### Aim of the task
Please list the groups of people for whom, according to the passage on British telegraphy below, telegraphy had become essential.
## begin Extract
In 1860 London’s internal telegraph market was effectively taken over by the District Telegraph Company. The Electric and International Telegraph Company, the largest of the national networks, had installed over fifty thousand miles of wire by 1868.9 The “Electric” and its competitors charged rates based on the number of words transmitted and the distance covered. There was uneven collaboration between the companies, which consumers increasingly railed against as telegraphy’s importance increased.
As a result of telegraph expansion, over three thousand telegraph stations were opened for public use throughout Britain and Ireland, ninety-five of which were in London.10 The rest were clustered in the other large cities, generally in or near railway stations. By the 1860s, millions of telegrams were being sent every year. Telegraphy had become essential for government officials, industrialists, bankers, merchants, and journalists.11 The private companies defended their high rates in terms of exclusivity, explicitly catering to state actors, business networks, and cultural elites rather than the masses (gamblers being an important cross-class exception). The telegraph might have gone global, but direct access to electric knowledge depended on proximity to wires and the ability to pay for telegrams, which were a rare or emergency expenditure for the vast majority of British and imperial subjects.
## end Extract
## begin Data excerpts
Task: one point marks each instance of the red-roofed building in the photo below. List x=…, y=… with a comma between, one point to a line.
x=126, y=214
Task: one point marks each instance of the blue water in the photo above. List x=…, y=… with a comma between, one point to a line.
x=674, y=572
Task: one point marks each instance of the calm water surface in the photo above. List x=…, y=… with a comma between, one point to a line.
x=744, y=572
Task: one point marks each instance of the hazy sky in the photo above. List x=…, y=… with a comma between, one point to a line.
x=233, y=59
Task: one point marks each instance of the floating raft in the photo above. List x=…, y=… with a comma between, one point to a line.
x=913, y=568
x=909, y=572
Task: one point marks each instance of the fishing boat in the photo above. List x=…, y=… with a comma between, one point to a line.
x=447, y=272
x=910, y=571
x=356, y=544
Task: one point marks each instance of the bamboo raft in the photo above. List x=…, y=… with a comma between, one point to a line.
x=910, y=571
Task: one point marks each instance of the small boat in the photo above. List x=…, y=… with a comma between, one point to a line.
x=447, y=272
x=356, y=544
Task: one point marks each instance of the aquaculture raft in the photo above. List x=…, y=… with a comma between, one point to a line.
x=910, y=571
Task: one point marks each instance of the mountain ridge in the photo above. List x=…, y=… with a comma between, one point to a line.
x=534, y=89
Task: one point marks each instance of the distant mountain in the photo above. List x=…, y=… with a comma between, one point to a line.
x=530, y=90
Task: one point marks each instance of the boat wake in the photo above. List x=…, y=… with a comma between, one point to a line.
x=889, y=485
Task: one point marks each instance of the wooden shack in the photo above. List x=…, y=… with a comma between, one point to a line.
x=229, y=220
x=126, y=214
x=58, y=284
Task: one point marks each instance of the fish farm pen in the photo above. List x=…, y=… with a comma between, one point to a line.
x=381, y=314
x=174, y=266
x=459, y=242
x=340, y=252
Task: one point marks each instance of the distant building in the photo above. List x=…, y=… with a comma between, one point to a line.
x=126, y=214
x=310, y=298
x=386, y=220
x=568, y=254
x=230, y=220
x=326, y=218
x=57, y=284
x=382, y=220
## end Data excerpts
### Final result
- Government officials
- Industrialists
- Bankers
- Merchants
- Journalists